D'après le texte sur le hors-série d'Altermondes consacré au commerce équitable, quelle part des Français considérait le commerce équitable comme une démarche positive en 2012 ?

------ TEXTE À LIRE

Altermondes : XXIeme siècle, l'urgence d'un changement - entretien avec Olivier de Schutter

Étude/Synthèse/Article
Langue(s) : Français
Thématiques : Faim et malnutrition, Commerce international

À la veille de la Quinzaine du commerce équitable 2013, le magazine Altermondes consacre un hors-série à l’une des démarches de consommation responsable les plus reconnues. En 2012, 91 % des Français considérait le commerce équitable comme une démarche positive. Au moment où la crise économique et sociale frappe le monde, le commerce équitable vient rappeler que les échanges peuvent aussi être porteurs de valeurs et ouvrir des perspectives. « Ce n’est pas parce qu’on est petits qu’on est amateurs, ce n’est pas parce qu’on a une vision sociale qu’on n’est pas efficaces  », déclare ainsi dans ce numéro, Santiago Paz, gérant de la coopérative Cépicafé (Pérou).

Ce hors-série "Commerce équitable : des échanges de valeurs" est distribué gratuitement avec le journal Libération du vendredi 3 mai.

------------
------ DONNÉES ENREGISTRÉES

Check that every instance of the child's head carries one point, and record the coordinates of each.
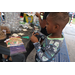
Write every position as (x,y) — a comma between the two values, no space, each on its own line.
(56,21)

------------

RÉPONSE COMPLÈTE:
En 2012, 91 % des Français considéraient le commerce équitable comme une démarche positive.